**Work request**
An exact copy is needed of the lines from the line holding "# point at: animal's front" through the final line of the listing below, both included.

------

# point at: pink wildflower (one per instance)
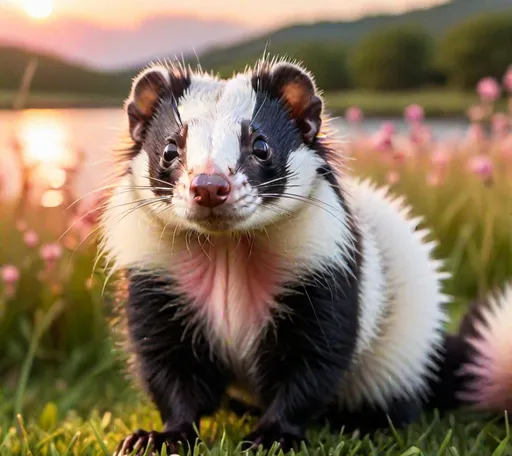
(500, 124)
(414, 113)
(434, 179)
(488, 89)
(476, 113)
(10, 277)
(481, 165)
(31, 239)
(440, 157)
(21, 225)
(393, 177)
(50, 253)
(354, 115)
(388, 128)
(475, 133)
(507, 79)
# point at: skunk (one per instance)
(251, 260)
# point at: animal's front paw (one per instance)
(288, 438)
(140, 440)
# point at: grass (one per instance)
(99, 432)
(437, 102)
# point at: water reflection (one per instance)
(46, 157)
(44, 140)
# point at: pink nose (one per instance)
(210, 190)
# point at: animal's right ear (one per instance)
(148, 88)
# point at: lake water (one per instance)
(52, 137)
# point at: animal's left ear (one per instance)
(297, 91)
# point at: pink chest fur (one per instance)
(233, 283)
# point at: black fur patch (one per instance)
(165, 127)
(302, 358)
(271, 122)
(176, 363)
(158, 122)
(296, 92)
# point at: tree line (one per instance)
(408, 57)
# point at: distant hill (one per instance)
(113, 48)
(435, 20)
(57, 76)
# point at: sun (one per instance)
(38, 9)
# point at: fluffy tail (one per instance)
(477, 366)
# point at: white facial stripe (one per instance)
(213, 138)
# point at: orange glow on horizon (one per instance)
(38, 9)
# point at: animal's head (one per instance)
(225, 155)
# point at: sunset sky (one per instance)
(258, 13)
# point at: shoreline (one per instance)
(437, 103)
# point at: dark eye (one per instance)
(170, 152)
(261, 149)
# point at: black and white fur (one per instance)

------

**Result**
# point at: animal's front paw (one per instance)
(288, 438)
(140, 440)
# point at: grass (one per instance)
(99, 432)
(437, 102)
# point at: water reflection (one per instance)
(46, 157)
(44, 140)
# point at: pink nose (one per instance)
(210, 190)
# point at: animal's right ear (one per instance)
(148, 88)
# point at: lake water (one per instance)
(52, 137)
# point at: animal's left ear (one per instance)
(297, 91)
# point at: pink chest fur (one per instance)
(233, 283)
# point at: black fur patch (one per instance)
(165, 127)
(302, 358)
(271, 122)
(176, 363)
(158, 122)
(296, 92)
# point at: tree line (one per instance)
(408, 57)
# point at: distant hill (one per instance)
(113, 48)
(435, 20)
(57, 76)
# point at: sun (one per instance)
(38, 9)
# point at: fluffy tail (one per instance)
(477, 366)
# point at: white facial stripe (one per instance)
(213, 138)
# point at: orange glow on horizon (one per instance)
(38, 9)
# point at: animal's head (one per instance)
(225, 155)
# point at: sunset sky (one per instance)
(258, 13)
# point at: shoreline (one per instance)
(437, 103)
# point at: dark eye (one per instance)
(170, 152)
(261, 149)
# point at: black and white fur (one per instance)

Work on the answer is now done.